Randomized Algorithms

Quickselect

Partition the array around a pivot (like quicksort) but only recurse into the half containing the k-th element. O(n) average time for finding the k-th largest/smallest element.

Quickselect

Suppose you need the kth smallest element in an unsorted array. The naive approach, sorting the whole array and then indexing at k, costs $O(n \log n)$ . But sorting does far more work than necessary: it orders every element, while you only care about one. Quickselect exploits this observation to find the kth smallest in $O(n)$ average time, throwing away roughly half the problem at each step rather than sorting anything.

The Connection to Quicksort

Quickselect is a direct descendant of quicksort. Both algorithms are built around a partition step: pick a pivot, then rearrange the array so that all elements smaller than the pivot end up to its left, all elements larger end up to its right, and the pivot sits in its final sorted position. Quicksort then recurses on both sides. Quickselect only recurses on the one side that contains the kth position. The other half is discarded entirely.

Three-Way Partition

A three-way partition, splitting into less, equal, and greater buckets, handles duplicates correctly and is the most readable form for interviews. After partitioning:

If k < len(less), the answer is in the smaller elements; recurse on less with the same k.
If k < len(less) + len(equal), the pivot itself is the kth smallest; return it.
Otherwise, the answer is in the larger elements; recurse on greater with k adjusted by the sizes of the other two buckets.

Walking Through an Example

Find the 3rd smallest (k=2, zero-indexed) in [7, 2, 1, 8, 6, 3, 5, 4].

Round 1. Say the random pivot is 4.

less = [2, 1, 3] (length 3)
equal = [4] (length 1)
greater = [7, 8, 6, 5] (length 4)

Since k=2 < len(less)=3, the answer is somewhere in [2, 1, 3]. Recurse with k=2.

Round 2. Array is [2, 1, 3], k=2. Say pivot is 2.

### Information provided
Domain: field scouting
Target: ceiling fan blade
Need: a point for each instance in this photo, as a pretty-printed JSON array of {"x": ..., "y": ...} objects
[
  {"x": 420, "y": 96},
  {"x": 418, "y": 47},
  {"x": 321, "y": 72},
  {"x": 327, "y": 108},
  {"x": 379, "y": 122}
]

### Requirements
[a] In the quickselect page's worked example, which elements go into the greater bucket when the pivot is 4?
[b] Reproduce every entry in full, requests included, offsetting each x and y coordinate in the answers by 143.
The entries are separate material, unrelated to the quickselect page.

### Answers for this exercise
[a] The greater bucket is [7, 8, 6, 5].

[b]
Domain: field scouting
Target: ceiling fan blade
Need: a point for each instance in this photo, as a pretty-printed JSON array of {"x": ..., "y": ...} objects
[
  {"x": 563, "y": 239},
  {"x": 561, "y": 190},
  {"x": 464, "y": 215},
  {"x": 470, "y": 251},
  {"x": 522, "y": 265}
]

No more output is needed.